■ TEXT SEGMENT ■
★ ★ ★ ★

It's also increasingly clear that the mere existence of sales reps harms pharma's reputation - and, in turn, its ability to develop drugs. Lay press articles and popular books and movies that lambaste pharma sales contribute to the demonization of all industry-doctor interactions - even the ones that provide critical insights for R&D. As I've argued previously, the entire drug development ecosystem is at risk if innovators can't collaborate productively with academic and community physicians to develop new therapies.
So, why have a pharma sales force at all? The main reasons are history and inertia. In Birth of a Salesman, Harvard Business School's Walter Friedman observed that in pharma and other industries, historically "[s]alesmen and sales managers [did] not think that customers based their choices solely on the objective assessment of information." With the idea that successful reps could drive sales by "handling objections" came an entire consulting ecosystem, built to help pharma commercial execs measure and improve "sales force effectiveness". And when iconoclastic biotechs recruit 20-year big pharma veterans to launch new drugs, is it any wonder that even industry "innovators" resort to tried and true commercial approaches?
But these old-fashioned ideas about pharma sales forces may be changing. Several years ago, I had a consulting client in pharma who ran a niche brand with very few sales reps - so few, in fact, that there was a sizable group of "house accounts" with no active coverage. When we tracked sales at "house" and "active" accounts over time (in a rare business version of a retrospective case-control study), there was absolutely no difference. It's a sign of the times that as I've recounted this story to commercial execs over the years, it's been mostly met with weary acknowledgement that the current field-based rep model is broken.

★ ★ ★ ★

■ SOURCE MATERIAL ■

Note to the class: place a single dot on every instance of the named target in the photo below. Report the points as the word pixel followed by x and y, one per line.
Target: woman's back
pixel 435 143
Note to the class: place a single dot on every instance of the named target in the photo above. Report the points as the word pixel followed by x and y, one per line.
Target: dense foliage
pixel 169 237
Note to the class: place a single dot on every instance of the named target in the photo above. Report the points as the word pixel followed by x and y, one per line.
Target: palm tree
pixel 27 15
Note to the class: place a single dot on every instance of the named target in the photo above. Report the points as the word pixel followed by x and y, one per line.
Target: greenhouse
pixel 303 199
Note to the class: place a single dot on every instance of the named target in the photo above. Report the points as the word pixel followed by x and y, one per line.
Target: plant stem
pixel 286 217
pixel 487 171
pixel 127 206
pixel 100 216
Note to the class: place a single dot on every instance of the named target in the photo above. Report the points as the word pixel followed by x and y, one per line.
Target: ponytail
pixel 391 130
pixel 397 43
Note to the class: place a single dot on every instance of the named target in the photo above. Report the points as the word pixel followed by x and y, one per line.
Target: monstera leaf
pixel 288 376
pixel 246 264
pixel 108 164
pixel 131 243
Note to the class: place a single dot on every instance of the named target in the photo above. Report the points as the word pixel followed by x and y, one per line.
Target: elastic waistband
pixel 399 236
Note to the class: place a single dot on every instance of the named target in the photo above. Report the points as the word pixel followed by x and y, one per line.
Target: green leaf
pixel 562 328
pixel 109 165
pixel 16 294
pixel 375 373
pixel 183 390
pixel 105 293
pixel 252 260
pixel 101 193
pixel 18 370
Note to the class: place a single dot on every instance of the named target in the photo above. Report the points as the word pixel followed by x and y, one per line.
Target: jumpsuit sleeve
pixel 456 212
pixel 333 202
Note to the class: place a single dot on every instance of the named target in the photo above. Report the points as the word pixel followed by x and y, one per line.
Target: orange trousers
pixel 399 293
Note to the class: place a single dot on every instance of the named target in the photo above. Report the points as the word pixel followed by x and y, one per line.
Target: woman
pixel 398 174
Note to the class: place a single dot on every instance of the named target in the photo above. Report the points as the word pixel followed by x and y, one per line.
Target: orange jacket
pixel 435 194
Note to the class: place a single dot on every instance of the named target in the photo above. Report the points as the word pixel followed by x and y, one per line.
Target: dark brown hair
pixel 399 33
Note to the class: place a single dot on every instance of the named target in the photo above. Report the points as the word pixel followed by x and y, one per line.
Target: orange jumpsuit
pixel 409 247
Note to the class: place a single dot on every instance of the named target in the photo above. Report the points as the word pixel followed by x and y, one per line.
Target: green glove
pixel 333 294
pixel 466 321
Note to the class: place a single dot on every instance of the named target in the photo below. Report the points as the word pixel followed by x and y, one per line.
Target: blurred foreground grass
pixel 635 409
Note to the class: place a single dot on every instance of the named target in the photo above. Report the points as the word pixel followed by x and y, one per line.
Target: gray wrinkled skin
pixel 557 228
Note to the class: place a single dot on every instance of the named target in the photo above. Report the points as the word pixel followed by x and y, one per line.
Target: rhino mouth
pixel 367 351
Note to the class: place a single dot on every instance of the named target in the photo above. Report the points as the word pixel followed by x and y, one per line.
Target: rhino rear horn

★ ★ ★ ★

■ TASK DETAILS ■
Edit the passage on pharma sales forces from "But these old-fashioned" up to and including "model is broken.", changing "niche brand" to "specialty brand". The records are separate material and unrelated to the passage on pharma sales forces.

■ COMPLETED TASK ■
But these old-fashioned ideas about pharma sales forces may be changing. Several years ago, I had a consulting client in pharma who ran a specialty brand with very few sales reps - so few, in fact, that there was a sizable group of "house accounts" with no active coverage. When we tracked sales at "house" and "active" accounts over time (in a rare business version of a retrospective case-control study), there was absolutely no difference. It's a sign of the times that as I've recounted this story to commercial execs over the years, it's been mostly met with weary acknowledgement that the current field-based rep model is broken.